# start of Listed entries

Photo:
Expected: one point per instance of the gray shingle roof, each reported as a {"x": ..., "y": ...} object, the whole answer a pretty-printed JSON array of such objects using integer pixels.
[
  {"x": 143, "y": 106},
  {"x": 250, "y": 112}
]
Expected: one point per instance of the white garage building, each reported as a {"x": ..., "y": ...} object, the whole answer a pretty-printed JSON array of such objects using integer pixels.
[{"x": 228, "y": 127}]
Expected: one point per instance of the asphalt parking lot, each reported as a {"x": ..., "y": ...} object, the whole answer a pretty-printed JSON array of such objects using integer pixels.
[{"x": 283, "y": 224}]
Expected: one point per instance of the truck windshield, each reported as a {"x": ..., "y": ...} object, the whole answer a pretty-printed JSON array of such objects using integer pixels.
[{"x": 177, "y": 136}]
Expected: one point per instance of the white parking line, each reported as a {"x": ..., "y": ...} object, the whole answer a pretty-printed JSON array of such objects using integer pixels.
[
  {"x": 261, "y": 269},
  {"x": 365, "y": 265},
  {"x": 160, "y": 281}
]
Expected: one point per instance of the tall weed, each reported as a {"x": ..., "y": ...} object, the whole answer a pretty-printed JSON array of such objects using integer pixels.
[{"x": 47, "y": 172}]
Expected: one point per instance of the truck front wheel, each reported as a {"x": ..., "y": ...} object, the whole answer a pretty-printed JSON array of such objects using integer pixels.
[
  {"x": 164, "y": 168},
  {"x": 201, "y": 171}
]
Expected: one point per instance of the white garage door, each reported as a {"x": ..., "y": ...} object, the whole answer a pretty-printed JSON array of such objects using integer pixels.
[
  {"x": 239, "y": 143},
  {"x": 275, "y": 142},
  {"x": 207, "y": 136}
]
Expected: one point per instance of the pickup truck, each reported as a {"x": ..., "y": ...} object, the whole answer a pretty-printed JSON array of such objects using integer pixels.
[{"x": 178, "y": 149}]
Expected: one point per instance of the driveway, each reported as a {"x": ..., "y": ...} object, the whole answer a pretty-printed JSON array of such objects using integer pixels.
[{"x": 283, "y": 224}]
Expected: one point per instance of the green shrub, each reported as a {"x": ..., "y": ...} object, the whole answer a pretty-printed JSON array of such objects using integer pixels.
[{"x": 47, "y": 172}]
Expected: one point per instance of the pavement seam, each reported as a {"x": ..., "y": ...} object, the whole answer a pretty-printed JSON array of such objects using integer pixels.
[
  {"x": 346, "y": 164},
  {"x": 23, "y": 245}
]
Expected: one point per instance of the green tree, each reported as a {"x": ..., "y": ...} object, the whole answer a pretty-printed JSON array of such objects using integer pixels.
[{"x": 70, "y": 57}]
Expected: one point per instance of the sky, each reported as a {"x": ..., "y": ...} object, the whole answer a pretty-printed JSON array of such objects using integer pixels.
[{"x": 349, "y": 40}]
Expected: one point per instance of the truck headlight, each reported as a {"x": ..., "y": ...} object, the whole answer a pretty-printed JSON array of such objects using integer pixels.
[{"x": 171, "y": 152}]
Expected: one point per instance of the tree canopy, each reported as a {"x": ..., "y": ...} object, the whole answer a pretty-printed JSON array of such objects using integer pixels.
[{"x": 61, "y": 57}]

# end of Listed entries

**Set problem**:
Repeat the records above exactly, leaving none out.

**Answer to the problem**:
Photo:
Expected: one point per instance of the gray shingle roof, each reported as a {"x": ..., "y": ...} object, the whole answer a pretty-printed JSON array of such objects using integer pixels.
[
  {"x": 143, "y": 106},
  {"x": 250, "y": 112}
]
Expected: one point per instance of the white garage building, each reported as a {"x": ..., "y": ...} object, the whole answer a pretty-printed JSON array of such objects using integer pixels.
[{"x": 228, "y": 127}]
Expected: one point per instance of the asphalt parking lot, each reported as a {"x": ..., "y": ...} object, the whole answer a pretty-printed JSON array of such objects using integer pixels.
[{"x": 283, "y": 224}]
Expected: one point per instance of the truck windshield, each reported as a {"x": ..., "y": ...} object, the whole answer a pretty-printed JSON array of such objects using integer pixels.
[{"x": 177, "y": 136}]
Expected: one point per instance of the white parking line, each reported as a {"x": ..., "y": ...} object, the whole answer a pretty-printed JSON array of such objects using integer pixels.
[
  {"x": 261, "y": 269},
  {"x": 365, "y": 265},
  {"x": 160, "y": 281}
]
Expected: one point per instance of the tall weed, each reported as a {"x": ..., "y": ...} object, the whole answer a pretty-printed JSON array of such objects using integer pixels.
[{"x": 47, "y": 172}]
Expected: one point per instance of the truck front wheel, each reported as a {"x": ..., "y": ...} object, the whole answer a pretty-printed JSON array of such objects using integer pixels.
[
  {"x": 164, "y": 168},
  {"x": 201, "y": 171}
]
Expected: one point per instance of the white garage door, each reported as a {"x": ..., "y": ...} object, the whole answer a pretty-printed JSON array of such objects using integer pixels.
[
  {"x": 239, "y": 143},
  {"x": 275, "y": 142},
  {"x": 207, "y": 136}
]
Expected: one point per instance of the pickup truck, each reported as a {"x": ..., "y": ...} object, the whole answer a pretty-printed JSON array of such objects using integer pixels.
[{"x": 178, "y": 149}]
Expected: one point per instance of the driveway, each reported as a {"x": ..., "y": ...} object, the whole answer a pretty-printed JSON array of such objects using integer pixels.
[{"x": 283, "y": 224}]
Expected: one point per instance of the green shrub, each reported as a {"x": ..., "y": ...} object, the whole answer a pretty-printed JSON array of such objects using integer pixels.
[{"x": 47, "y": 172}]
Expected: one point per instance of the pavement seam, each reported as a {"x": ..., "y": ...} object, the whole answer a pretty-printed JSON array of such objects using integer pixels.
[
  {"x": 346, "y": 164},
  {"x": 23, "y": 245}
]
Expected: one point per instance of the green tree, each reported as a {"x": ..., "y": ...} object, the whole answer a pretty-printed JSON array of such objects using integer pixels.
[{"x": 70, "y": 57}]
Expected: one point per instance of the sky, each reported as a {"x": ..., "y": ...} object, the whole answer a pretty-printed JSON array of such objects using integer pixels.
[{"x": 349, "y": 40}]
Expected: one point per instance of the truck headlight, each reported as a {"x": ..., "y": ...} object, the whole answer a pretty-printed JSON array of such objects using integer pixels.
[{"x": 171, "y": 152}]
Expected: one point per instance of the tree canopy, each reported as a {"x": ..., "y": ...} object, the whole answer a pretty-printed JSON array of such objects using integer pixels.
[{"x": 61, "y": 57}]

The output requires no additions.